* [Source excerpt]
Today, Braddon represents small business owners in the 27th Congressional District as he tells the story of Commodore before the House Small Business Committee.
Collins is a member of the committee that is hearing from business owners in celebration of the 50th annual National Small Business Week.
“I think it will be an interesting experience to go to Washington, and a little bit exciting,” Braddon said Tuesday.
He planned to leave earlier today, driving to the Capitol with family members including his parents, George and Kitty Braddon.
George founded the manufacturing business in 1981. Commodore makes foam meat trays for supermarkets and food processors; Commodore Plastics employs 150 people and services about 4 percent of the U.S. market for meat trays. Commodore Technology makes all the equipment Commodore Plastics uses and also sells this technology to vendors around the globe. Commodore Technology employs about 30 people.
Last month, Commodore announced plans to open a third location in Ontario County, in the former site of Stone Construction Equipment Inc. in Honeoye.
The purpose of the hearing, called Made in the USA: Stories of American Manufacturers, is to highlight the reemergence and accomplishments of small American manufacturers. Collins invited Brad to testify on behalf of manufacturers in the 27th Congressional District.
“America’s small businesses, like Commodore Plastics and Commodore Technology, are the engines of job creation, employing about half of all private sector workers,” stated Collins in a release. Collins added he thinks “it is important members of Congress hear directly from Brad and his business peers about what Washington must do to create the right kind of economic environment for small businesses to grow and hire more people.”

* [Extracted information]
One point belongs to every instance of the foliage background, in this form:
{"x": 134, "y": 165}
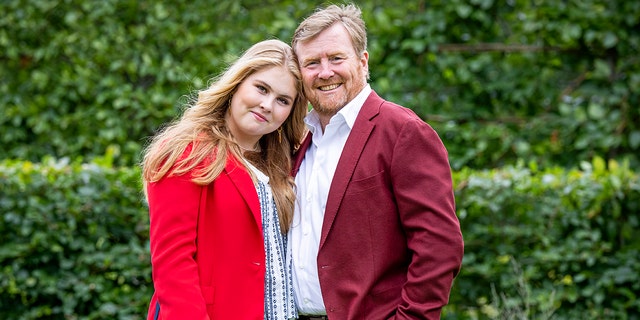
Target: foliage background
{"x": 546, "y": 88}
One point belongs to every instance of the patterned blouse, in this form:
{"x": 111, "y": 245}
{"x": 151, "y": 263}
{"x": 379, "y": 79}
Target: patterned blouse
{"x": 279, "y": 303}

* [Directives]
[1] According to the news excerpt about Commodore, in what year did George Braddon found the manufacturing business?
[2] Say whether each statement agrees with the news excerpt about Commodore, answering yes or no and quoting the words of the excerpt that decide it: (a) Commodore Plastics employs 150 people. (b) Commodore plans to open its third location in Monroe County. (c) The hearing is called Made in the USA: Stories of American Manufacturers.

* [Answers per task]
[1] 1981

[2]
(a) Yes: "Commodore Plastics employs 150 people"
(b) No: "a third location in Ontario County"
(c) Yes: "called Made in the USA: Stories of American Manufacturers"